I use the ipw2200 driver. the card is detected fine. 

Can it be due to internet problems? I have some problems with the internet, in one of the switches of the infrastructure I have 80% packet loss. Haven't solved this issue with cable company, yet ;-(

----------

## eccerr0r

What do you mean by 'disconnect' - I can run tcpdump on my ipw2200 wifi card just fine, which also places the network adaptor in promiscuous mode.  It should not cause total connectivity loss, but I'm not sure if there would be any bad interaction from WPA/WPA2, etc. (I'm not using WPA, but I don't think it should matter)...

----------

## queen

 *eccerr0r wrote:*   

> What do you mean by 'disconnect' - I can run tcpdump on my ipw2200 wifi card just fine, which also places the network adaptor in promiscuous mode.  It should not cause total connectivity loss, but I'm not sure if there would be any bad interaction from WPA/WPA2, etc. (I'm not using WPA, but I don't think it should matter)...

 

ping google.com and I don't get anything. can't browse. After ctrl+c of the ping I see 100% packet loss. Can you browse the internet while you use kismet/wireshark or any of those programs that put the card in promiscous mode. 

Maybe something in my /etc/conf.d/net is wrong? How your file looks? I don't use wpa or wep. Yet another problem I have to solve after that.

> Listed entries
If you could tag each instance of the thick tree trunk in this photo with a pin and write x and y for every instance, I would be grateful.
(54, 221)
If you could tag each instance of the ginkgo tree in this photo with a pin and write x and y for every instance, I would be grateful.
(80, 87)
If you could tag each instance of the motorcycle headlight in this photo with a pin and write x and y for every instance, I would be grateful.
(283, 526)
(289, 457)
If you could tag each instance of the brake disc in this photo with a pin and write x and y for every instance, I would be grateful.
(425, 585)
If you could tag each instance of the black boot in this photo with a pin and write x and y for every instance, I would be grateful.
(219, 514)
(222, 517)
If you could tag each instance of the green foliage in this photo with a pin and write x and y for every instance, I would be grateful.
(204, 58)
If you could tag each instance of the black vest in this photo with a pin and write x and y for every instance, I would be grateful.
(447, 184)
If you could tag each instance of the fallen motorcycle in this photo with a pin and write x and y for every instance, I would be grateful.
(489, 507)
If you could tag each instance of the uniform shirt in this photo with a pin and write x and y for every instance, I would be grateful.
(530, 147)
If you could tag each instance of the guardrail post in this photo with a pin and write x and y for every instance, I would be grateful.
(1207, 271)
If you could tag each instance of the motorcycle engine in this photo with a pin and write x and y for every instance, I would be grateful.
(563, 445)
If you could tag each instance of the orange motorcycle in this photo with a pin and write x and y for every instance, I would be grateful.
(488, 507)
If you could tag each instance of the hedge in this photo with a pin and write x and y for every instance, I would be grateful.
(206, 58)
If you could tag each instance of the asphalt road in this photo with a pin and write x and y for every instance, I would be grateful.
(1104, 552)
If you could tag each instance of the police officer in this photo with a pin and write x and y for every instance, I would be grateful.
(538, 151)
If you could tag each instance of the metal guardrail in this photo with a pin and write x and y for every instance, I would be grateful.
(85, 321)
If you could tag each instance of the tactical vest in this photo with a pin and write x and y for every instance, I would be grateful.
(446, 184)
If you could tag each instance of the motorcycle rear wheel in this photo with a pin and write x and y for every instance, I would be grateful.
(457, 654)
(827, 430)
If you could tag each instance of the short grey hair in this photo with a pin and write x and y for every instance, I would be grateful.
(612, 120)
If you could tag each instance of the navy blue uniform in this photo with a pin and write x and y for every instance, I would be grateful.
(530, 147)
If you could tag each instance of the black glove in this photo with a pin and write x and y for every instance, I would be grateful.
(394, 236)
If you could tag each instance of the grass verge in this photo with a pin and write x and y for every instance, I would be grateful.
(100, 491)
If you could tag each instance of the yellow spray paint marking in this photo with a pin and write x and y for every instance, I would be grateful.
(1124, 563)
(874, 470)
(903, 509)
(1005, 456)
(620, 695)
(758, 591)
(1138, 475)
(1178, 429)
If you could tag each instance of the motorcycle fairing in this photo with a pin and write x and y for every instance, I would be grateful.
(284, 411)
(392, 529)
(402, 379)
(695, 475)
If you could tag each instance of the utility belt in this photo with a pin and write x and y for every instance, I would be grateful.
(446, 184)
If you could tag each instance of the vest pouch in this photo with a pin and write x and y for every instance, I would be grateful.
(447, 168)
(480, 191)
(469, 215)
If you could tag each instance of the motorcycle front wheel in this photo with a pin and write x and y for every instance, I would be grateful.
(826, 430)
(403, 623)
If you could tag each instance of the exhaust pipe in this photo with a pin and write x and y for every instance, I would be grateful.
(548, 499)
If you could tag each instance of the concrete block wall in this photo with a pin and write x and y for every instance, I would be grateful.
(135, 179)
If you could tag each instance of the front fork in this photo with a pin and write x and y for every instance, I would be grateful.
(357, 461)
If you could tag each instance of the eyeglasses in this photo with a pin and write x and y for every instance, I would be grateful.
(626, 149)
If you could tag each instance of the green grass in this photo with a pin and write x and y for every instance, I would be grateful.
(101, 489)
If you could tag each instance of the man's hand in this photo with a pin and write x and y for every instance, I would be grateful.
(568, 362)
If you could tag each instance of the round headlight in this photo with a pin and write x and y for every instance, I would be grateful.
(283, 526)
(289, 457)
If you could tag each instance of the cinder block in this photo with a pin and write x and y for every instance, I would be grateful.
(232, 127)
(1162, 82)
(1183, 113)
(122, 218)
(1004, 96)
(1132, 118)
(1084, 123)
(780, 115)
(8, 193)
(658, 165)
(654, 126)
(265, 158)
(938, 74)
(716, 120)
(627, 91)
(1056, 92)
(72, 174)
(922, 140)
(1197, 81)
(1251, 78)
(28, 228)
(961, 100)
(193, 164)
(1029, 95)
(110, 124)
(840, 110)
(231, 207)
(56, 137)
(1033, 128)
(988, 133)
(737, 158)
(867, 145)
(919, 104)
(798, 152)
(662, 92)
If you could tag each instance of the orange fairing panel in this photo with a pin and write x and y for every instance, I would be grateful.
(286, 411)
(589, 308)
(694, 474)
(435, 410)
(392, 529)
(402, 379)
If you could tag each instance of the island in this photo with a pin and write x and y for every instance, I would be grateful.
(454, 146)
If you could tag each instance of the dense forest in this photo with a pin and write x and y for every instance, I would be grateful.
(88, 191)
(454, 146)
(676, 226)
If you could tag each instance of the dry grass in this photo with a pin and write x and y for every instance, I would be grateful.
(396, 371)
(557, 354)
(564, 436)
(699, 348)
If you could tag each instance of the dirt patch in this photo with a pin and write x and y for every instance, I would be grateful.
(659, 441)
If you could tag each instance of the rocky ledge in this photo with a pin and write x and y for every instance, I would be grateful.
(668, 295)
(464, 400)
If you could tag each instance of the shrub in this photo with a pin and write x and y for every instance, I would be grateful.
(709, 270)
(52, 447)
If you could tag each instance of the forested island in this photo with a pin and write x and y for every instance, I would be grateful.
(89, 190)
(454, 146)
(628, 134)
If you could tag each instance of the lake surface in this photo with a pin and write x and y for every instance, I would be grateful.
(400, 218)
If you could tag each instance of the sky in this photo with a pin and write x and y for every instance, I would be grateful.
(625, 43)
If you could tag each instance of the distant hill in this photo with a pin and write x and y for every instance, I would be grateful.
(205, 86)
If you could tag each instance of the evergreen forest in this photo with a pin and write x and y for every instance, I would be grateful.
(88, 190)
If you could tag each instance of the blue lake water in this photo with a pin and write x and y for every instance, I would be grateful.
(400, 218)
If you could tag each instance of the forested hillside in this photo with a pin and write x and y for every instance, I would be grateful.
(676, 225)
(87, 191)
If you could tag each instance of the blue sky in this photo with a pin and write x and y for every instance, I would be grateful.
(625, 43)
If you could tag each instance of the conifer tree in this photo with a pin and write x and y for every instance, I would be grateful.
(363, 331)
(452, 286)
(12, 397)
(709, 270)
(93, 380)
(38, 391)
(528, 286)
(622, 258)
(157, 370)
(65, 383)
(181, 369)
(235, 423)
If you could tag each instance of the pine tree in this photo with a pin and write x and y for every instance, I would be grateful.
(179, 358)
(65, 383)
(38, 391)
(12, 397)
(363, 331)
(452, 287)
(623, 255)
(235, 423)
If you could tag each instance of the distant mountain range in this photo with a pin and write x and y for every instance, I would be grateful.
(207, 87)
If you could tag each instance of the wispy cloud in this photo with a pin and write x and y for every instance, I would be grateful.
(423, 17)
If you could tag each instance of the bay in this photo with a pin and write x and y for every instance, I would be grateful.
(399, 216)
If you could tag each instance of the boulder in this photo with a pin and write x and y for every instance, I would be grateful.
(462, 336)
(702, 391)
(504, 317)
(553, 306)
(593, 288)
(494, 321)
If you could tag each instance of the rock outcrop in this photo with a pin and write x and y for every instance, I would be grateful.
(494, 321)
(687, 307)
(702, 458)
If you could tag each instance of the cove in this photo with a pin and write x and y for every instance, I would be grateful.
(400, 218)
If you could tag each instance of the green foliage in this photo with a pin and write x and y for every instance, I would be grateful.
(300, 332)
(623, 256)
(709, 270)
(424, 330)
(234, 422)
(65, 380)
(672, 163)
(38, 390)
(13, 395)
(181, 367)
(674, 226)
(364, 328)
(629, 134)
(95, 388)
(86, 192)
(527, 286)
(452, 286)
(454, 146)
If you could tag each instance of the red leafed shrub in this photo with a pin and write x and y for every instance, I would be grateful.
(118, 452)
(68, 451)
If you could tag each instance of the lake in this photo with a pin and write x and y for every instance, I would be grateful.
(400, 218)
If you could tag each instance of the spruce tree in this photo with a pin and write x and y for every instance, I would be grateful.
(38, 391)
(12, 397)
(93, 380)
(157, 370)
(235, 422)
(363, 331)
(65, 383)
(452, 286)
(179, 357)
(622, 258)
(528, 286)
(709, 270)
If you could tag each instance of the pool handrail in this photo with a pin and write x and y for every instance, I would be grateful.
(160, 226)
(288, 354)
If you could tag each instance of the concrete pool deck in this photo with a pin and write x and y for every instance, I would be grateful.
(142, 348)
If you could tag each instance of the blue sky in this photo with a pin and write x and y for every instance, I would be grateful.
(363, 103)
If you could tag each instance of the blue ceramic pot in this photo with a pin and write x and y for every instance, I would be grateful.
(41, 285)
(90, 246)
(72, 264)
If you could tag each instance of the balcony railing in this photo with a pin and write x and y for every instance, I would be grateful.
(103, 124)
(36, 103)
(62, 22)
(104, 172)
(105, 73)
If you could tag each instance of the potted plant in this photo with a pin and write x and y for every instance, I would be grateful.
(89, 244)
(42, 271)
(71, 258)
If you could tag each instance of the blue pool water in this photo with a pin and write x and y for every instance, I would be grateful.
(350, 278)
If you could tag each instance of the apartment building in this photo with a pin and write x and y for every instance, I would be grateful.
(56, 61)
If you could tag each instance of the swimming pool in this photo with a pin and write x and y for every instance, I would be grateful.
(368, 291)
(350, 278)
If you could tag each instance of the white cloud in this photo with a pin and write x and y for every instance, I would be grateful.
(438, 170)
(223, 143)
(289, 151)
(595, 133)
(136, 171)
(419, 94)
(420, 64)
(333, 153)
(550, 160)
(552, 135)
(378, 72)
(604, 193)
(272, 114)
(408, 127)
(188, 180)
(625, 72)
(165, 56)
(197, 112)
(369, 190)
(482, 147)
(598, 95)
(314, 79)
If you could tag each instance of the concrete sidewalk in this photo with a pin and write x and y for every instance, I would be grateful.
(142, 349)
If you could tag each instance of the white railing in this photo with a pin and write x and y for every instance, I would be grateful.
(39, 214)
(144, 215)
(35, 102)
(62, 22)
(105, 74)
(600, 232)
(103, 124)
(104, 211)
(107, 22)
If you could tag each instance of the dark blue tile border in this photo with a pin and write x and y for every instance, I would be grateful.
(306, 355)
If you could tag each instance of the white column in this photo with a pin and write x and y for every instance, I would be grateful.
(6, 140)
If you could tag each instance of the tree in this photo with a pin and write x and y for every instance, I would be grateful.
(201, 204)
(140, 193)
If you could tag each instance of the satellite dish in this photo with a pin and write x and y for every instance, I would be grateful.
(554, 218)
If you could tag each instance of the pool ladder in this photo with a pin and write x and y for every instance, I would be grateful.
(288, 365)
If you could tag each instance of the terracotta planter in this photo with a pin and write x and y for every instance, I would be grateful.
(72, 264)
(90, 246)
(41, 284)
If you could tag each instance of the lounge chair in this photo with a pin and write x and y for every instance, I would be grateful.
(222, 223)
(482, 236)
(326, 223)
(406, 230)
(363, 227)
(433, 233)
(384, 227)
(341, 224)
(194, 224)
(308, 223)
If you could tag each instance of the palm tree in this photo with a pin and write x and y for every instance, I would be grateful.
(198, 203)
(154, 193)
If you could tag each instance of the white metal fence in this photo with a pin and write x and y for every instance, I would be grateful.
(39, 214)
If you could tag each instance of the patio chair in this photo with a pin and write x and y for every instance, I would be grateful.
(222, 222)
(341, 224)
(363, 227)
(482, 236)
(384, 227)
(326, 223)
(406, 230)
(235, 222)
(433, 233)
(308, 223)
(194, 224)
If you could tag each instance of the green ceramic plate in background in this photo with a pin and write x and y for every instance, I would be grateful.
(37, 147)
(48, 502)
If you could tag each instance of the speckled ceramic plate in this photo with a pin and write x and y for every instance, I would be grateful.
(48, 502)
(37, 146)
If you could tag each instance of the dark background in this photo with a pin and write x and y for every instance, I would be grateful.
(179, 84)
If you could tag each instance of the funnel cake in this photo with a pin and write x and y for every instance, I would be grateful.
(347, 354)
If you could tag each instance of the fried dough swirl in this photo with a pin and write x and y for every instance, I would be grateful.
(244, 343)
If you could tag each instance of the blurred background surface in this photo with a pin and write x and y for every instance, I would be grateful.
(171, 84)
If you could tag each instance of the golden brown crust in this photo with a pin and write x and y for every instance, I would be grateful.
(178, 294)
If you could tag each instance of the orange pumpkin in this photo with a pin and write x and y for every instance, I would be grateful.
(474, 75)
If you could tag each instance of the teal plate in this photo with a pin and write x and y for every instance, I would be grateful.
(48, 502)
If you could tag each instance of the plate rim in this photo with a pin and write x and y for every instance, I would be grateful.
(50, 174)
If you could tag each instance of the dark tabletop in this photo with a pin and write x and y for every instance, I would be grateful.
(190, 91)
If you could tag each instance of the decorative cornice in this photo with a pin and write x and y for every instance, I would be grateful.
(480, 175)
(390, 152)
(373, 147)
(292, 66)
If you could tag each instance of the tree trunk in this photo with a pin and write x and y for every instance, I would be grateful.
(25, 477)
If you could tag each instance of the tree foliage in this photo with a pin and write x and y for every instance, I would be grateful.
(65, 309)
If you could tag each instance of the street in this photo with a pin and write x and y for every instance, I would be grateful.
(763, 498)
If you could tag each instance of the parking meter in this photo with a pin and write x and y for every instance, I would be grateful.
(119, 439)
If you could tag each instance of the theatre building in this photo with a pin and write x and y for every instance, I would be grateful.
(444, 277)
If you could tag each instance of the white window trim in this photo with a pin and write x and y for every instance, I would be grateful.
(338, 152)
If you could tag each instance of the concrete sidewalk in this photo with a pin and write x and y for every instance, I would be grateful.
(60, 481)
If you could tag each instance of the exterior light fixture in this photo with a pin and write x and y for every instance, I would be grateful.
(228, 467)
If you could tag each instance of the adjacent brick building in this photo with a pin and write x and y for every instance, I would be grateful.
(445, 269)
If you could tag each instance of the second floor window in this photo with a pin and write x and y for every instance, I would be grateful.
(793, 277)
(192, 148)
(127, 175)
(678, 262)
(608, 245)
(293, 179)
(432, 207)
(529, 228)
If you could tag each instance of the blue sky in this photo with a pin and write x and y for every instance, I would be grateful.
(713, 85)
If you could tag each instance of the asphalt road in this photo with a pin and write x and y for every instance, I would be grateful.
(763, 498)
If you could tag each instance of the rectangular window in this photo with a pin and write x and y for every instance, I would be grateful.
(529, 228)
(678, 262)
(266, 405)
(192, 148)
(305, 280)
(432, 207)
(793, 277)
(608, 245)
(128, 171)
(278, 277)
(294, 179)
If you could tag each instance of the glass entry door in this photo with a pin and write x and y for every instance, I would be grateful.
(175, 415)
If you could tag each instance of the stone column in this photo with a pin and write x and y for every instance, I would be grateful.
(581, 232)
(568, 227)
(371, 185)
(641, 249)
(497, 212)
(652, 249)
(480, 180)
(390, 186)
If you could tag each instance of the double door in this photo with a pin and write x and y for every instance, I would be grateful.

> Instruction 1
In the forum thread about the ipw2200 wifi card, how much packet loss does the first poster report at one of the switches of the infrastructure?
> Instruction 2
Carry on the forum thread about the ipw2200 wifi card from its last line.

> Written reply 1
80% packet loss.

> Written reply 2
----------

## Cyker

IIRC, things like kismet take exclusive control of the WiFi when they are scanning because they are accessing the NIC directly, so any higher-layers like TCP/IP can't access the card.

Or something like that.

For given values of 'like'.

Promiscuous mode shouldn't necessarily stop the 'net working. ALL the NICs on my system run in Promiscuous mode all the time for instance (They're part of an ethernet bridge).

----------

## queen

 *Cyker wrote:*   

> IIRC, things like kismet take exclusive control of the WiFi when they are scanning because they are accessing the NIC directly, so any higher-layers like TCP/IP can't access the card.
> 
> Or something like that.
> 
> For given values of 'like'.
> ...

 

So, why it stops the networking in my case? bad definition in the /etc/conf.d/net? Or something in the kernel?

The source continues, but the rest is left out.